┌─ Extracted data
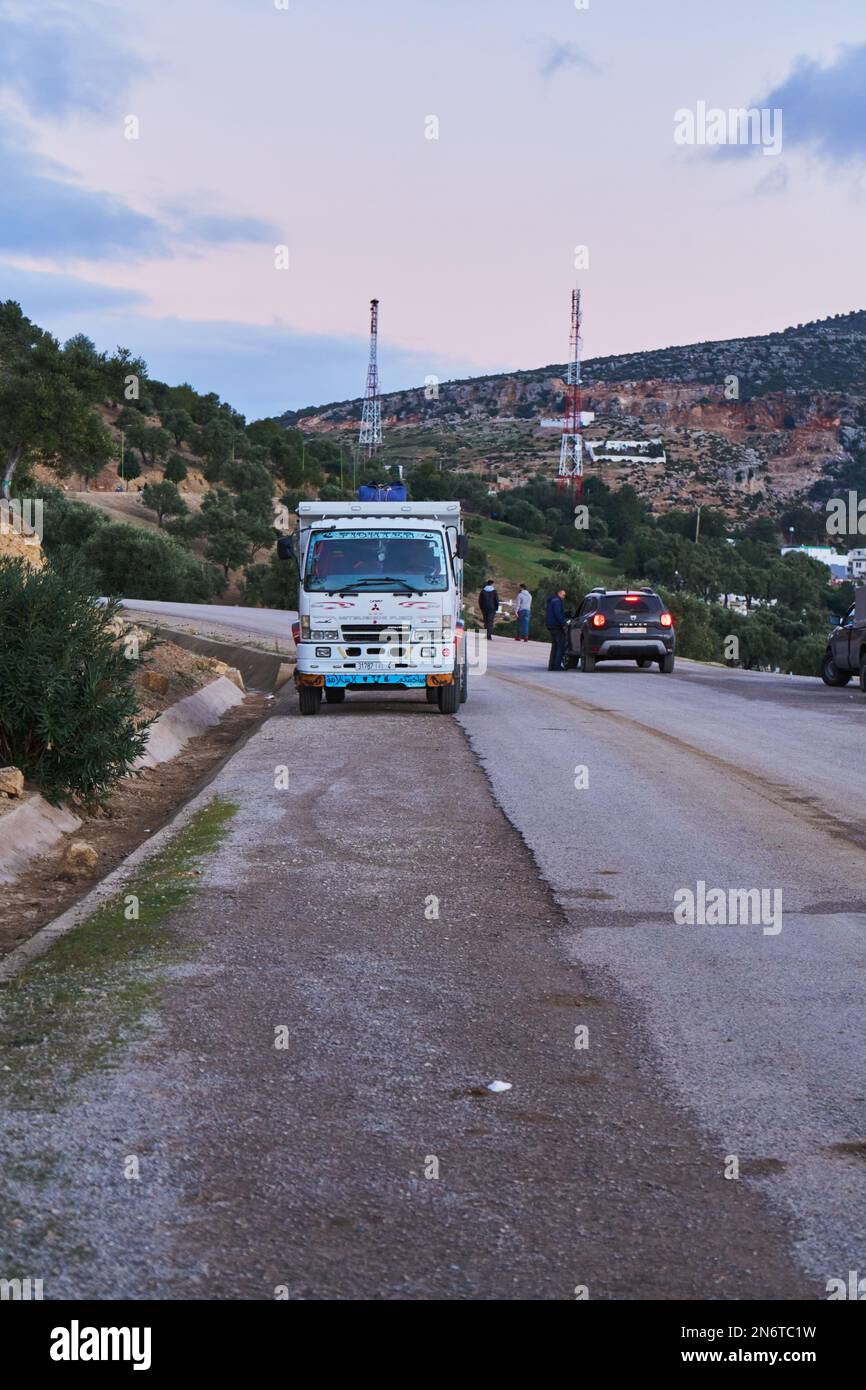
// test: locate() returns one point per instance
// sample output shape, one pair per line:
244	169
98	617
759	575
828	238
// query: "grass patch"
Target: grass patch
72	1011
519	560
└─
What the exercise asks - Can you reproduce every line of the items above, character for character, while leaving out the pictures?

Response to this task -
// test: locate() returns one point per instance
// sample output shape, one pair per line:
244	169
98	617
759	575
828	238
// query: "grass patch"
Target: grass patch
72	1011
519	560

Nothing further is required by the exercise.